Give back every entry in full, exactly as it reads.

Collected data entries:
+++

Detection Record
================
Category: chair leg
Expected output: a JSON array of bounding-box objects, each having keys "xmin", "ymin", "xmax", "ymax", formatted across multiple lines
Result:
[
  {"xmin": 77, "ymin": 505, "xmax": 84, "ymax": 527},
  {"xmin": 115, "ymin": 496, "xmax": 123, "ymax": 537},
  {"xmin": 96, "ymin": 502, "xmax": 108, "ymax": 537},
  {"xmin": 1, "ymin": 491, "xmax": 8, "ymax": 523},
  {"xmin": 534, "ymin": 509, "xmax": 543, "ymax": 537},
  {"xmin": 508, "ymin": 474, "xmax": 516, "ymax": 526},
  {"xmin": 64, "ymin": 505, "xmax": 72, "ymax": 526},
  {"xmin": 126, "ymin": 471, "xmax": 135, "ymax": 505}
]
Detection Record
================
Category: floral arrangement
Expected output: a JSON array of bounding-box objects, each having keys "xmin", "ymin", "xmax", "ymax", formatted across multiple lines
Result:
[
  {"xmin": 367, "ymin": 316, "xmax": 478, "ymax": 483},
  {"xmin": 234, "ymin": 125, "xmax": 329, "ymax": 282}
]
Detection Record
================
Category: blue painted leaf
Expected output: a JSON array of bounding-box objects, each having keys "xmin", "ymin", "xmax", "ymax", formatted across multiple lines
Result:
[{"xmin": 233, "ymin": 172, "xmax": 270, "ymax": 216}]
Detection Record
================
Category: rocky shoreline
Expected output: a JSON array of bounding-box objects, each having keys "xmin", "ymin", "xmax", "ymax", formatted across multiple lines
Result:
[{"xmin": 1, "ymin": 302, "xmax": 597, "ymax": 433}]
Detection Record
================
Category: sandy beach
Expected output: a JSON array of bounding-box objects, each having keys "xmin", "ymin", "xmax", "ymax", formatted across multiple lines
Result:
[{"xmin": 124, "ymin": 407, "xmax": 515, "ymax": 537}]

+++

Reply to the exercise:
Detection Record
================
Category: chair leg
Expected output: a JSON array of bounding-box objects, each having keys "xmin", "ymin", "xmax", "ymax", formatted across multiple lines
Result:
[
  {"xmin": 77, "ymin": 505, "xmax": 84, "ymax": 527},
  {"xmin": 115, "ymin": 496, "xmax": 123, "ymax": 537},
  {"xmin": 96, "ymin": 502, "xmax": 108, "ymax": 537},
  {"xmin": 1, "ymin": 491, "xmax": 8, "ymax": 523},
  {"xmin": 534, "ymin": 509, "xmax": 543, "ymax": 537},
  {"xmin": 508, "ymin": 474, "xmax": 516, "ymax": 526},
  {"xmin": 64, "ymin": 505, "xmax": 72, "ymax": 526},
  {"xmin": 126, "ymin": 471, "xmax": 135, "ymax": 505}
]
Detection Record
================
Category: floral arrangement
Expected output: a JSON array of bounding-box objects, each having keys "xmin", "ymin", "xmax", "ymax", formatted across multiple lines
Result:
[
  {"xmin": 367, "ymin": 316, "xmax": 478, "ymax": 483},
  {"xmin": 234, "ymin": 125, "xmax": 329, "ymax": 282}
]
Detection Record
================
Category: blue painted leaf
Expected output: a JSON array of bounding-box objects, each having keys "xmin", "ymin", "xmax", "ymax", formatted across multiple lines
Result:
[{"xmin": 233, "ymin": 172, "xmax": 270, "ymax": 216}]
Detection Record
================
Category: rocky shoreline
Expected output: a JSON array of bounding-box objects, each having keys "xmin", "ymin", "xmax", "ymax", formatted across multiple lines
Result:
[{"xmin": 1, "ymin": 302, "xmax": 597, "ymax": 433}]
Detection Record
================
Category: sandy beach
Expected output: a JSON array of bounding-box objects, each having keys "xmin", "ymin", "xmax", "ymax", formatted across multiple lines
Result:
[{"xmin": 124, "ymin": 407, "xmax": 515, "ymax": 537}]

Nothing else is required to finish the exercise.